- Work to do: Swap "instance" for "occurrence" everywhere it occurs in the material below, and give back all the lines with nothing else changed.

- Data lines:
————————
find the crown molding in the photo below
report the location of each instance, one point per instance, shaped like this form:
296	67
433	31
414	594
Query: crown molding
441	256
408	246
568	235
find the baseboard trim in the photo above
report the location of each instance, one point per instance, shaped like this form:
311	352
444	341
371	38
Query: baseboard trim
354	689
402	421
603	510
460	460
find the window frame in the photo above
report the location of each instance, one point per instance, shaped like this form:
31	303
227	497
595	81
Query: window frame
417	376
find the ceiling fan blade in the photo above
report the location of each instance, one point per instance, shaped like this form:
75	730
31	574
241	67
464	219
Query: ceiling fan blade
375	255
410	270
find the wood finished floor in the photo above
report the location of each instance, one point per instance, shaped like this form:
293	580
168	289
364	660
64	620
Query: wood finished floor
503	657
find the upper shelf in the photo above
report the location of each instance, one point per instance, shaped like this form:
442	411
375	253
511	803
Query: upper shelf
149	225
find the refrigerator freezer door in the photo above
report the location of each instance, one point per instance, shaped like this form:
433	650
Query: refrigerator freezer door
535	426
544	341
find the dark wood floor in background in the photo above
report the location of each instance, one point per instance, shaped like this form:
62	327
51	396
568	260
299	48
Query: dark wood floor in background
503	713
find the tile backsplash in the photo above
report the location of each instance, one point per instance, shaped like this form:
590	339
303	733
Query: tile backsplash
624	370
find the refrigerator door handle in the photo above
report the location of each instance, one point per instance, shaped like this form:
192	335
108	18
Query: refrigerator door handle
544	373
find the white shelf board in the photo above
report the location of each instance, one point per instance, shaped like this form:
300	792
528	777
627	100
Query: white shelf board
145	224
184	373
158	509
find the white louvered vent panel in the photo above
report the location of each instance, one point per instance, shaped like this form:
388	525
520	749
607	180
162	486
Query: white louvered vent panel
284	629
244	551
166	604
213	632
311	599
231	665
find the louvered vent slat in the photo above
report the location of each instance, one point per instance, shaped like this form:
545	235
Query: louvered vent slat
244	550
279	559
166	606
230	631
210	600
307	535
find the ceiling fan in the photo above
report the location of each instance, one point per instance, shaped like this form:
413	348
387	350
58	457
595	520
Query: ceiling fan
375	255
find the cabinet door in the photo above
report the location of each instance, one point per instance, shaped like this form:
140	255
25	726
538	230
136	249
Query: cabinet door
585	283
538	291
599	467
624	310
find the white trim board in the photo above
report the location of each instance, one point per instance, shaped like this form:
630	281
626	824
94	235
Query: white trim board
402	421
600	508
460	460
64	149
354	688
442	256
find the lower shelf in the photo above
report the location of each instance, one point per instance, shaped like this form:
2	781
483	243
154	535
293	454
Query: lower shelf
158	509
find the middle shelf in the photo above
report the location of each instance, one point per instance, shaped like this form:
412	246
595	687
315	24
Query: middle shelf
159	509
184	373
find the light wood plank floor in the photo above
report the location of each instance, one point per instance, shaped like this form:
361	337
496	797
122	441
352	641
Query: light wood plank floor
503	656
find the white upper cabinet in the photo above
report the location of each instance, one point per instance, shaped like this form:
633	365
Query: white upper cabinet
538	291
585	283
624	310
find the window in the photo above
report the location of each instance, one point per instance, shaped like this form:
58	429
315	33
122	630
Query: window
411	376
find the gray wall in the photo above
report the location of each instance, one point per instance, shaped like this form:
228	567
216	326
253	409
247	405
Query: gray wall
————————
- Solution for this exercise:
find the crown molding in the photo below
report the location of each occurrence, one point per occurrence, shaped like this form:
296	67
433	31
414	594
Query: crown molding
441	256
408	246
568	235
find the baseboard trim in the photo above
report the location of each occurrence, one point per occurrence, shaped like this form:
311	352
444	341
371	38
Query: baseboard trim
354	689
402	421
603	510
460	460
find the window frame in the photo above
report the location of each occurrence, one point per occurrence, shaped like this form:
31	303
227	497
595	81
Query: window frame
417	376
find the ceiling fan blade in the photo above
report the location of each occurrence, one point per occurrence, shaped like this form:
75	730
31	574
241	67
464	219
Query: ceiling fan blade
375	255
410	270
find the wood finished floor in the photo above
report the location of each occurrence, one point per occurrence, shaped like this form:
293	580
168	289
364	660
64	620
Query: wood finished floor
503	657
find the upper shelf in the photo above
report the location of each occurrence, one point per occurrence, shaped like this form:
442	411
375	253
511	803
Query: upper shelf
149	225
find the refrigerator freezer door in the photo above
report the location of each occurrence, one point per occurrence, shaped like this form:
433	650
Query: refrigerator freezer door
535	426
544	341
find the dark wood floor in background in the photo above
report the location of each occurrence, one point per occurrence, shaped like this form:
62	327
51	396
568	260
299	48
Query: dark wood floor in background
503	713
find the tile backsplash in the photo above
report the location of each occurrence, one point per occurrence, shaped like this form:
590	339
303	733
Query: tile backsplash
624	370
find the refrigerator door handle in the photo above
report the location of each occurrence, one point per occurrence, shaped like this form:
192	335
108	18
Query: refrigerator door handle
544	373
find the white shelf board in the photo above
report the location of each occurrence, one point per occurrence, shaped like this form:
300	792
528	777
627	100
Query: white shelf board
145	224
184	373
158	509
find the white louvered vent panel in the photo above
report the location of each occurrence, one point per occurrence, shaped like this form:
388	525
520	749
607	180
162	486
Query: white louvered vent panel
284	629
244	551
166	604
213	632
311	599
231	665
find the louvered vent slat in the photo above
report the location of each occurrence, one point per occurrence, shaped like this form:
545	235
Query: louvered vent slat
244	550
279	559
166	606
230	631
210	600
307	535
find the ceiling fan in the photo above
report the location of each occurrence, one point per occurrence, shaped like this form:
413	348
387	350
58	457
595	520
Query: ceiling fan
375	255
find the cabinet door in the photo above
report the location of each occurrence, one point per occurrence, shaped like this form:
140	255
25	726
538	230
136	249
Query: cabinet door
585	283
538	291
599	467
624	310
find the white trim board in the photo above
report the location of each occurrence, one point per occurrence, shaped like this form:
630	281
626	824
94	235
Query: white trim board
402	421
600	508
460	460
64	149
354	688
442	256
find the lower shelf in the photo above
report the location of each occurrence, one point per occurrence, shaped like this form:
2	781
483	243
154	535
293	454
Query: lower shelf
158	509
find the middle shelf in the photo above
report the location of each occurrence, one point per occurrence, shaped like this form:
412	246
595	687
315	24
Query: middle shelf
159	509
184	373
find the light wood plank floor in the photo above
report the location of each occurrence, one point per occurrence, shaped like this form:
361	337
496	797
122	441
352	641
Query: light wood plank floor
503	656
find the white upper cabinet in the photo above
report the location of each occurrence, one point per occurrence, shaped like this form:
633	365
Query: white upper cabinet
538	291
585	283
624	310
find the window in the photo above
report the location of each occurrence, one point per occurrence, shaped like this form:
58	429
315	33
122	630
Query: window
411	376
find the gray wall in the photo above
report the location of each occurrence, one point per occurrence, shaped like this form:
228	567
216	326
253	409
247	405
Query: gray wall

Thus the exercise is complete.